== SET PROBLEM ==
Print, unchanged, the part of the rows below that opens with the line containing "Teacher note: indicate the boy's arm" and closes with the line containing "point(854, 381)", both included.

== DATA FOR THIS EXERCISE ==

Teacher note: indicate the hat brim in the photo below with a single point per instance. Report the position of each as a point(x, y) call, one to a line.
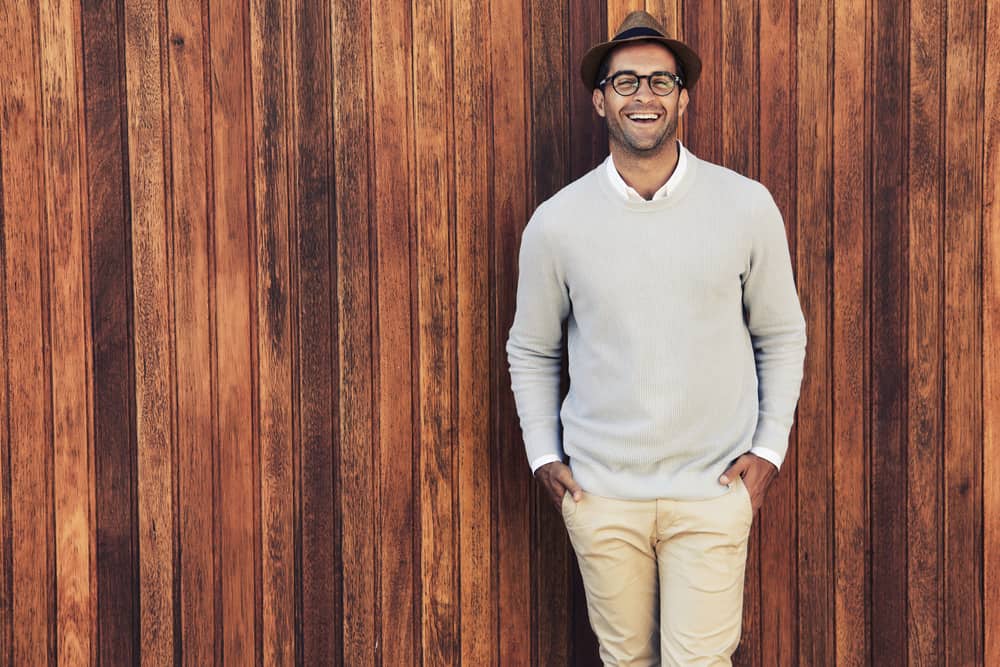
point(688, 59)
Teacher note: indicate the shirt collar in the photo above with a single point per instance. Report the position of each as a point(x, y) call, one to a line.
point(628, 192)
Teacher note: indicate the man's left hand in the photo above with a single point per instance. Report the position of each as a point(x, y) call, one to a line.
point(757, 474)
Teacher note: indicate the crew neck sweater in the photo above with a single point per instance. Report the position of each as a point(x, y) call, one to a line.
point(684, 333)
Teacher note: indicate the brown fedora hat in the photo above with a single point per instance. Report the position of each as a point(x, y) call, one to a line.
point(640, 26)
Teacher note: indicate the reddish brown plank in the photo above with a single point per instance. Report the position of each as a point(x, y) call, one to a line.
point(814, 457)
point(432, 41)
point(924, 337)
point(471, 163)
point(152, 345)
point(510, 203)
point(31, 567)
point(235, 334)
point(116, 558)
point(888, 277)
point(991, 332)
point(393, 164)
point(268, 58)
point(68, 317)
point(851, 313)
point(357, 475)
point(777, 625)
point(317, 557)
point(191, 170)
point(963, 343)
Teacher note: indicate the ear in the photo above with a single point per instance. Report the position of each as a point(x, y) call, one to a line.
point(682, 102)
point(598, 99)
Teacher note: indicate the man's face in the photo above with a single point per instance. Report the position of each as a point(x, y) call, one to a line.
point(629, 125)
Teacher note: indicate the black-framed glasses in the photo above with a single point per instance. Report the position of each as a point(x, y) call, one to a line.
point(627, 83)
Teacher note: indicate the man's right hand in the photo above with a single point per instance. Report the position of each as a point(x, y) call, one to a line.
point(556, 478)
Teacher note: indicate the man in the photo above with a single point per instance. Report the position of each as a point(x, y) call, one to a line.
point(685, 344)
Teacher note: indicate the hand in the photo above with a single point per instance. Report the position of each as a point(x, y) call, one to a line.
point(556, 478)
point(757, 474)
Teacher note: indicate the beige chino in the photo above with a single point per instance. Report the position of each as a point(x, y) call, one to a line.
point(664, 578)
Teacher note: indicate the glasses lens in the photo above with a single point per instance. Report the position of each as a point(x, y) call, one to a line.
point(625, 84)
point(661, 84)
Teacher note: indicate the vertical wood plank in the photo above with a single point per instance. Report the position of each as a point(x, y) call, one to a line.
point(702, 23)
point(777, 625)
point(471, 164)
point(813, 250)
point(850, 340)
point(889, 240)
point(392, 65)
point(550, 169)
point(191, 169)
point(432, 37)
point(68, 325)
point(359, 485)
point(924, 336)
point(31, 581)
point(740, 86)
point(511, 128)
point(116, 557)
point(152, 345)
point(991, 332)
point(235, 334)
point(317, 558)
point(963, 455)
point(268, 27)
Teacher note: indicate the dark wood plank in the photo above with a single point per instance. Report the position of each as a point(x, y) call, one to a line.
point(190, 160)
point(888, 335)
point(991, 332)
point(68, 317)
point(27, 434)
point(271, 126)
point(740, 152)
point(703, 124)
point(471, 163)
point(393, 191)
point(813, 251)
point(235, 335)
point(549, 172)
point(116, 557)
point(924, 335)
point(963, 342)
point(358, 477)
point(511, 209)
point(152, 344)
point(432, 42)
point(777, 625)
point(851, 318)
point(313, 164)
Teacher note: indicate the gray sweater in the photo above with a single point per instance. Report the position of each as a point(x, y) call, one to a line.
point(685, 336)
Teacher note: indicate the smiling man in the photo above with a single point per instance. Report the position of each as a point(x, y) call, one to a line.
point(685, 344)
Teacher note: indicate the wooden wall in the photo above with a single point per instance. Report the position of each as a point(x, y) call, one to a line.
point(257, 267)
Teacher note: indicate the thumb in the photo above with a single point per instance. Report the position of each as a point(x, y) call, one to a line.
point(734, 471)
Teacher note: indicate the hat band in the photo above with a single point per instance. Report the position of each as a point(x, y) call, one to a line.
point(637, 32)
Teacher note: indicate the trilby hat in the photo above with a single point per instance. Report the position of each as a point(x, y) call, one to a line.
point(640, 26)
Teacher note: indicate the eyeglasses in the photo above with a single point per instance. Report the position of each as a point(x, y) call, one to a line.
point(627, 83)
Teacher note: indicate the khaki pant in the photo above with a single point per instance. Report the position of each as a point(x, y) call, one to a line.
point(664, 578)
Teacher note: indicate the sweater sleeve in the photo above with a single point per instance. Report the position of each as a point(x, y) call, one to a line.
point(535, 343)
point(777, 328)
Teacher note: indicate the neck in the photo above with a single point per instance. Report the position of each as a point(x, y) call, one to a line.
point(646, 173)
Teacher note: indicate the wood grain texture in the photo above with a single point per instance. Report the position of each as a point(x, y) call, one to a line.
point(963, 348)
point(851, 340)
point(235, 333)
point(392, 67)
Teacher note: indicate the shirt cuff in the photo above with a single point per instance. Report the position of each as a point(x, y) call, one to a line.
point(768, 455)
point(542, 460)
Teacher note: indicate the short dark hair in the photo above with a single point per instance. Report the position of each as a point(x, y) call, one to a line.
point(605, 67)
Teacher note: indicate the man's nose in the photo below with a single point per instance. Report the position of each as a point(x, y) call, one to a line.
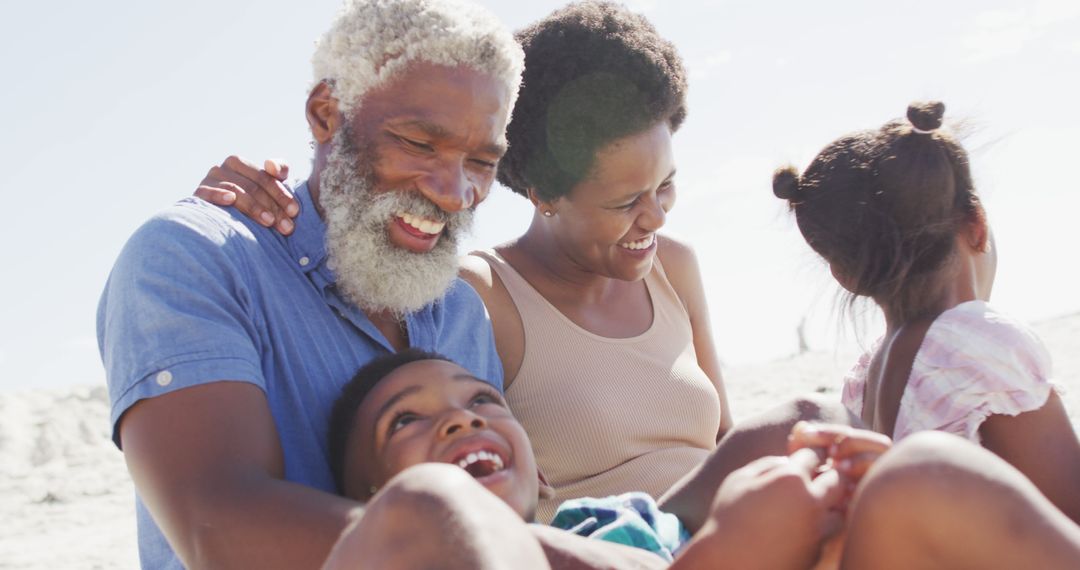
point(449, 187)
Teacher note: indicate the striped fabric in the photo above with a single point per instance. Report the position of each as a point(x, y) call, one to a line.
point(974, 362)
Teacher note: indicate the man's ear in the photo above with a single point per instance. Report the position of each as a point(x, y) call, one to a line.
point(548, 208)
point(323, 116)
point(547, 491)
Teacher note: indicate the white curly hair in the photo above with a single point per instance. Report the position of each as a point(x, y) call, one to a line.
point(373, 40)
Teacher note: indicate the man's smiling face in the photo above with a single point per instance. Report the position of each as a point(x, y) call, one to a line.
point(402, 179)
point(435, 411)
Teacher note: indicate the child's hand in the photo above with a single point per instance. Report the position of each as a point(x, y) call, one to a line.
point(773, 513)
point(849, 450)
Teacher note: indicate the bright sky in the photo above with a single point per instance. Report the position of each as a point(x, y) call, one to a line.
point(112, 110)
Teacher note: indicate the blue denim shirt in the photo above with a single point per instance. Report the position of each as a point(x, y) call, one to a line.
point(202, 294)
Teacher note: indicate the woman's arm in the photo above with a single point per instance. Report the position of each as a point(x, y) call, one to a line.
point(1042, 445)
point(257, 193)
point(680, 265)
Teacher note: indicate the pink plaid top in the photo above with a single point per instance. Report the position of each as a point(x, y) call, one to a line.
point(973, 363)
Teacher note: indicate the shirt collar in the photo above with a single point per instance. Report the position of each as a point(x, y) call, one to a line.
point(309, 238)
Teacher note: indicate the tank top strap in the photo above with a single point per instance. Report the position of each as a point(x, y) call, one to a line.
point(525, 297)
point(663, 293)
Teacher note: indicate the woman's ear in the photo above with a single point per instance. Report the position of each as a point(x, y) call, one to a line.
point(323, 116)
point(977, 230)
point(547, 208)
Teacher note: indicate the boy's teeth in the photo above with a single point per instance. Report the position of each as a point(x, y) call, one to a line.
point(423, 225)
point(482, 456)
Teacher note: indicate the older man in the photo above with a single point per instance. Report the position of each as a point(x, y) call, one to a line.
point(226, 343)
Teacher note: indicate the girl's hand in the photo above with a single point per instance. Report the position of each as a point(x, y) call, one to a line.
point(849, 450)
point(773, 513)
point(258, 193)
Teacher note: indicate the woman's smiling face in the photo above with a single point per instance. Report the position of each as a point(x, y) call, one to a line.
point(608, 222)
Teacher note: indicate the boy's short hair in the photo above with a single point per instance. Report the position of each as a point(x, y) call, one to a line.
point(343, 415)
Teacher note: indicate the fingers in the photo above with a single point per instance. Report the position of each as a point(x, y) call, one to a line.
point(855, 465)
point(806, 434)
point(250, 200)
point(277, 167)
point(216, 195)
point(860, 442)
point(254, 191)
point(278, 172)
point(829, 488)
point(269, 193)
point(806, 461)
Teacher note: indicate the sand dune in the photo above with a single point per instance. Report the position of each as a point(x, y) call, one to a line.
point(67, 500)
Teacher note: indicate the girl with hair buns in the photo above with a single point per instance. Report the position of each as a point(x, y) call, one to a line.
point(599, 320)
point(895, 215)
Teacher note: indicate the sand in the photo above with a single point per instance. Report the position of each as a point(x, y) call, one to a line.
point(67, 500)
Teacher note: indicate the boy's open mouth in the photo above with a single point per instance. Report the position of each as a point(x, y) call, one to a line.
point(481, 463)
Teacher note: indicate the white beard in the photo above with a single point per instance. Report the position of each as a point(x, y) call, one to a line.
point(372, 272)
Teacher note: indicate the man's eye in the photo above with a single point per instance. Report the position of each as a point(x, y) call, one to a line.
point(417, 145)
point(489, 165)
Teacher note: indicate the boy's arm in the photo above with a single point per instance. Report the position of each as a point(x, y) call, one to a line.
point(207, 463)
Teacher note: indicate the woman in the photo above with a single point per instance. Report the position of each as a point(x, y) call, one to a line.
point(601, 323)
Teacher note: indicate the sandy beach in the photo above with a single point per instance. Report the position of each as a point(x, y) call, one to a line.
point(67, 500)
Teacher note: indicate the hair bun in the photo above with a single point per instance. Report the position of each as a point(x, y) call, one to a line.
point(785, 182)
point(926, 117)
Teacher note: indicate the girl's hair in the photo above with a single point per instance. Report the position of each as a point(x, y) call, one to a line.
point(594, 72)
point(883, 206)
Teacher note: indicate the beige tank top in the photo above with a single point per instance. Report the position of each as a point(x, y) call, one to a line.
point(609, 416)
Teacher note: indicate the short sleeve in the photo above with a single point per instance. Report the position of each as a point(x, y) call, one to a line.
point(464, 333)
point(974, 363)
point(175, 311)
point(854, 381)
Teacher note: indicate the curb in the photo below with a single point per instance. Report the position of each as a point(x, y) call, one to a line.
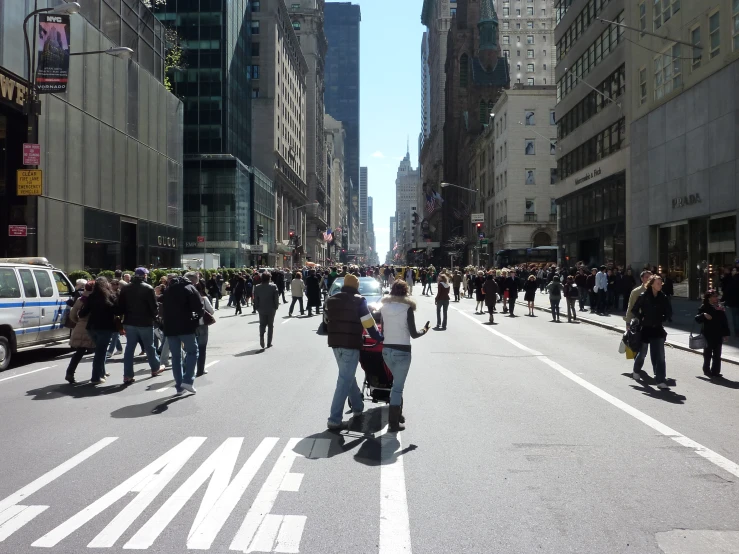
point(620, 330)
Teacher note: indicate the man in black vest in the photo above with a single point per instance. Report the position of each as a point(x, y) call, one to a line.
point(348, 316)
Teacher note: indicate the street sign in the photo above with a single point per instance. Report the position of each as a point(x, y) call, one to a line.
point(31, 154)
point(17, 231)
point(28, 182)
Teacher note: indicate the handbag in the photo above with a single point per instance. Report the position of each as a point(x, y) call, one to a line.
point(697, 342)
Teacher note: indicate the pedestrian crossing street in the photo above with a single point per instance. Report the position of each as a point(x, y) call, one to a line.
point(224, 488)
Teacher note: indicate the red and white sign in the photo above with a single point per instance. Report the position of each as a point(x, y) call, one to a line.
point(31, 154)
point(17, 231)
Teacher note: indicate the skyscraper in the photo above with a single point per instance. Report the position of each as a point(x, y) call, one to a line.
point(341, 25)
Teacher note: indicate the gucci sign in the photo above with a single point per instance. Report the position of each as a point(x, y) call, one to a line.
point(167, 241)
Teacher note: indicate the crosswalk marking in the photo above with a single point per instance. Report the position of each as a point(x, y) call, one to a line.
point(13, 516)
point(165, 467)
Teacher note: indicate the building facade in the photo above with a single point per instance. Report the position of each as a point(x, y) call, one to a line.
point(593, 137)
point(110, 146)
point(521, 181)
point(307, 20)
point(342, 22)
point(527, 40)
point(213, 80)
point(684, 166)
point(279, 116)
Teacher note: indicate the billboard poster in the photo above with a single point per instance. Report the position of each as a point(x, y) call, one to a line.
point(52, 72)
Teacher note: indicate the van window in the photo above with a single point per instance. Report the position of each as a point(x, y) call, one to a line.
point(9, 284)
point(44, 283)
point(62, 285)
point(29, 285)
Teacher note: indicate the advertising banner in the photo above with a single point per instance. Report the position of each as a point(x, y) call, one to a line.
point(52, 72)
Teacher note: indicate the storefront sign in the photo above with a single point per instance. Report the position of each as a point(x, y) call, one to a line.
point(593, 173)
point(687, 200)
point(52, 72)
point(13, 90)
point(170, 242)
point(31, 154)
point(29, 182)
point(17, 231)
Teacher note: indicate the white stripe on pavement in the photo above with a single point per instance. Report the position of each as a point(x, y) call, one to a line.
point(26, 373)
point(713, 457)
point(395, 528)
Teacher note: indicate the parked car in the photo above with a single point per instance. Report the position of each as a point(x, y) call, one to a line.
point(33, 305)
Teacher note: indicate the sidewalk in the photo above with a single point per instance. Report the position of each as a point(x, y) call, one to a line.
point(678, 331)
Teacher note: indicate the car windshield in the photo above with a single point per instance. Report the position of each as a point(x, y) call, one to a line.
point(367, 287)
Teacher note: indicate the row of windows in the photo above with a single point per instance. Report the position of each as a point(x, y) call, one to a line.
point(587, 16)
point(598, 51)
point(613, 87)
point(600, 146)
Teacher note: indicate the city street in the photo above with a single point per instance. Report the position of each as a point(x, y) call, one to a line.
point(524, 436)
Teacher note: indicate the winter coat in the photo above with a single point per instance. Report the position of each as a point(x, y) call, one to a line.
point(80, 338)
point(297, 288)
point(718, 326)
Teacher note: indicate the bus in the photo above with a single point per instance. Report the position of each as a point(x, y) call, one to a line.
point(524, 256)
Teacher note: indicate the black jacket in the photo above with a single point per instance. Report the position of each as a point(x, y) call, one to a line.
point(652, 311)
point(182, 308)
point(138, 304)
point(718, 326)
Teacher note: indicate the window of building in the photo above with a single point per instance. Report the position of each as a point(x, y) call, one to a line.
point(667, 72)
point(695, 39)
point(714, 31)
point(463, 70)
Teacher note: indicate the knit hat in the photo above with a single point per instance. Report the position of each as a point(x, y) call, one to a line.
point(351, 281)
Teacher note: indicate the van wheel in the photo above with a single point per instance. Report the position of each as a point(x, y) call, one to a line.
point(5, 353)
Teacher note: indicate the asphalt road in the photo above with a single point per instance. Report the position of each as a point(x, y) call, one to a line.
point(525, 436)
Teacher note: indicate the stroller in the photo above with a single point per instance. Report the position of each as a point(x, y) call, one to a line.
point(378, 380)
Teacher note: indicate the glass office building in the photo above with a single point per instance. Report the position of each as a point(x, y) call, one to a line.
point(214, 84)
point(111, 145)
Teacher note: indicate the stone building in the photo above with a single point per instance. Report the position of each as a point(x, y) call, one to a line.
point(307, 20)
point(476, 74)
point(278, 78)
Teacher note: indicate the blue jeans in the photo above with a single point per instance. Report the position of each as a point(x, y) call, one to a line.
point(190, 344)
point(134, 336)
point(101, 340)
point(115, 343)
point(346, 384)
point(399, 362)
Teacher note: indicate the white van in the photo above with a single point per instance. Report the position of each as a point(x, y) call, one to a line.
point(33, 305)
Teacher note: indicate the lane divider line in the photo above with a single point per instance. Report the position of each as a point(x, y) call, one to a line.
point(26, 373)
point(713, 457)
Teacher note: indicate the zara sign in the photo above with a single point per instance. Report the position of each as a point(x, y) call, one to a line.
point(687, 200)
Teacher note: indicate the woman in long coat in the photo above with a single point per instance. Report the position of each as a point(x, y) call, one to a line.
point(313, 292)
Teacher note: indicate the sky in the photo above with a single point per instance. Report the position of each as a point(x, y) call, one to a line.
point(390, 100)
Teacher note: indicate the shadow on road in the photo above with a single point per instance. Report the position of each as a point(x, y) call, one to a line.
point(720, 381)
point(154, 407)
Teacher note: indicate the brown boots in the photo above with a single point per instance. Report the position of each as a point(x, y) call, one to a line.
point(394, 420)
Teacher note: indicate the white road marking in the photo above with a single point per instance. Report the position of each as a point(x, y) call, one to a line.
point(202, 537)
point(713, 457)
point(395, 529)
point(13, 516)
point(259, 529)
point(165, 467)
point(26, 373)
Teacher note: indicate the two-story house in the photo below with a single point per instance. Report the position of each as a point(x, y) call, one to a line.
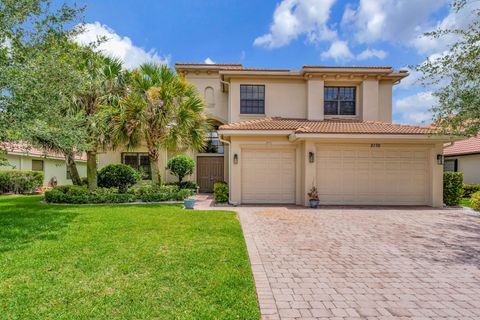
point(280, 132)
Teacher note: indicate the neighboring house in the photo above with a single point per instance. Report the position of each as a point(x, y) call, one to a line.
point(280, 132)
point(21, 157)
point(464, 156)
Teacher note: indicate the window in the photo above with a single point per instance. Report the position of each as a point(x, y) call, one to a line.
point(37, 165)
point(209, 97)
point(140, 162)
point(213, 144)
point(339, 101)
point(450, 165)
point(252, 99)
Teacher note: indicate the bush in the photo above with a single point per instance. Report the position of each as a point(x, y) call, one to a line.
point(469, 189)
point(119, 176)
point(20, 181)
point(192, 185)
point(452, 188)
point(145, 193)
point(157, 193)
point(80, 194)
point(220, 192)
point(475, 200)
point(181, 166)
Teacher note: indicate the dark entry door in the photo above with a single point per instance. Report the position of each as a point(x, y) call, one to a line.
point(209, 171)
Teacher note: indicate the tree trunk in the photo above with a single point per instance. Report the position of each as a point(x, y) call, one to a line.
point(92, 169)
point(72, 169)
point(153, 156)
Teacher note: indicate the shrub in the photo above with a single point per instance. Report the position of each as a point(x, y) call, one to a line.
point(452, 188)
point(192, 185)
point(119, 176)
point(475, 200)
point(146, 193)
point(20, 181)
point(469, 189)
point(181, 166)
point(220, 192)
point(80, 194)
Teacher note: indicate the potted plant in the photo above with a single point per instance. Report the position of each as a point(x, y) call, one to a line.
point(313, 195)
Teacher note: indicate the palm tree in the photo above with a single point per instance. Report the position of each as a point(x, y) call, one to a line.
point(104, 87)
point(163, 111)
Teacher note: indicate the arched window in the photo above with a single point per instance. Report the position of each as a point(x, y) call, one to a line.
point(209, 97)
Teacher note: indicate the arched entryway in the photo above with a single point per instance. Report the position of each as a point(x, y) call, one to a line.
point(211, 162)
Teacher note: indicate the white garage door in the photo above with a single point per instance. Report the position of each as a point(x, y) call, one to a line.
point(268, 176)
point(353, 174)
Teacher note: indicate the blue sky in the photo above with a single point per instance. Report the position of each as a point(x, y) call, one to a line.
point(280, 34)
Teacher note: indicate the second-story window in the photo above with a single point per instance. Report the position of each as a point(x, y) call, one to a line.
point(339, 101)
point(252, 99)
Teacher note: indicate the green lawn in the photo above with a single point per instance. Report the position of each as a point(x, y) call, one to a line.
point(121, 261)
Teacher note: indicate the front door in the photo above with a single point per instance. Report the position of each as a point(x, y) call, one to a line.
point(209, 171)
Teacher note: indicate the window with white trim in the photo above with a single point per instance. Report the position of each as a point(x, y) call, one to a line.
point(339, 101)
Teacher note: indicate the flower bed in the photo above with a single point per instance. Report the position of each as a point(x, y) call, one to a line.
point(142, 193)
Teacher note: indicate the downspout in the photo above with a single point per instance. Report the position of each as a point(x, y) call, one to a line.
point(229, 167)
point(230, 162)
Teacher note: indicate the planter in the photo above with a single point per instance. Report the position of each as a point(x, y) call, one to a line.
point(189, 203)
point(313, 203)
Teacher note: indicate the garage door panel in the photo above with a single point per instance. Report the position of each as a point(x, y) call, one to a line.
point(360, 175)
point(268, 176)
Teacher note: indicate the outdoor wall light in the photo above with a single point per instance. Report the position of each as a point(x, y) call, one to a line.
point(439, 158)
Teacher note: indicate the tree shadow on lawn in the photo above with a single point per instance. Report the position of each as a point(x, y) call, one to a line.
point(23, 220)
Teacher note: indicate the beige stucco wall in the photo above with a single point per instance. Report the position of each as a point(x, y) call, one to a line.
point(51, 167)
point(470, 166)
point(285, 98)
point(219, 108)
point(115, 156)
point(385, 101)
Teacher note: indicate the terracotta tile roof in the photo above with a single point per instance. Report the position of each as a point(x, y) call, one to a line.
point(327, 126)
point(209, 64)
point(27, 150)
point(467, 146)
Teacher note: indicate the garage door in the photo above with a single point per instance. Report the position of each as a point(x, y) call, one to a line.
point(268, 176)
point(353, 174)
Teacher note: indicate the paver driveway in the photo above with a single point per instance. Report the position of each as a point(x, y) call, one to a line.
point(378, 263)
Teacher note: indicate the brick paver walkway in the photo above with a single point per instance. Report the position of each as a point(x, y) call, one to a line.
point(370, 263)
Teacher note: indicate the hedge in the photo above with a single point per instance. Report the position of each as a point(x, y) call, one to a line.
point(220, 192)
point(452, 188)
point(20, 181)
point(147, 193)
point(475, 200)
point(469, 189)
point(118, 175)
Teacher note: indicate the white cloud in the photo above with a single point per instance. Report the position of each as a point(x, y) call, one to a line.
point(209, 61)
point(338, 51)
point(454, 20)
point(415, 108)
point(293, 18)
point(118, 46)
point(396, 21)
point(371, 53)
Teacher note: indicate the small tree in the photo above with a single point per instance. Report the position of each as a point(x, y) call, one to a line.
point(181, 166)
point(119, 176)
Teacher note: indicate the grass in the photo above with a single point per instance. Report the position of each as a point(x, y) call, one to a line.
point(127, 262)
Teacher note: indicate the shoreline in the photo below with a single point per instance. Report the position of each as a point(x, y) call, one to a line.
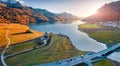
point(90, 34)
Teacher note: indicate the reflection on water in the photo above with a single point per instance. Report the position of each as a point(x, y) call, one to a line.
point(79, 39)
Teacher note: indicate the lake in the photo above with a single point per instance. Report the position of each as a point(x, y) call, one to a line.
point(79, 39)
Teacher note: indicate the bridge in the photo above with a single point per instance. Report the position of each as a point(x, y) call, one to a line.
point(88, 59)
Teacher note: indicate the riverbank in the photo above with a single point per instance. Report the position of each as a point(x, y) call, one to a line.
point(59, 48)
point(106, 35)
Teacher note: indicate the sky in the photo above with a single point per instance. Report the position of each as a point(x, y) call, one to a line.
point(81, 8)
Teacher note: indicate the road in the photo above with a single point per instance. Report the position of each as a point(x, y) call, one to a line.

== SOLUTION TO THE PROBLEM ==
Teacher note: indicate the boy's arm in the photo above with a single point per instance. Report the position of each as a point(x, y) call, one to a line.
point(207, 463)
Teacher note: indicate the woman in the photo above with a single point per instance. Report the position of each as a point(x, y) call, one to a line.
point(601, 323)
Teacher note: indicate the sandy beach in the photo above with a single point per instance. Report the position of each as a point(x, y) call, one to a line.
point(67, 500)
Teacher note: indicate the hair bun in the photo above with a single point per instance. Report the position of each as a point(x, y) call, one to a line.
point(785, 182)
point(926, 117)
Teacher note: indicate the girl's hair in the photo above with a single point per instance. Report the position of each as a point(x, y) call, one to a line.
point(594, 72)
point(883, 206)
Teacher note: indicate the beige tank top in the photo above with a single point per instance. Report the position of each as a point(x, y) call, one to a line.
point(609, 416)
Teacher note: indicate the short sleeve in the photo above with a single point per instance. Report the position of each as a point(x, y) call, one to a line.
point(464, 333)
point(974, 363)
point(175, 311)
point(854, 381)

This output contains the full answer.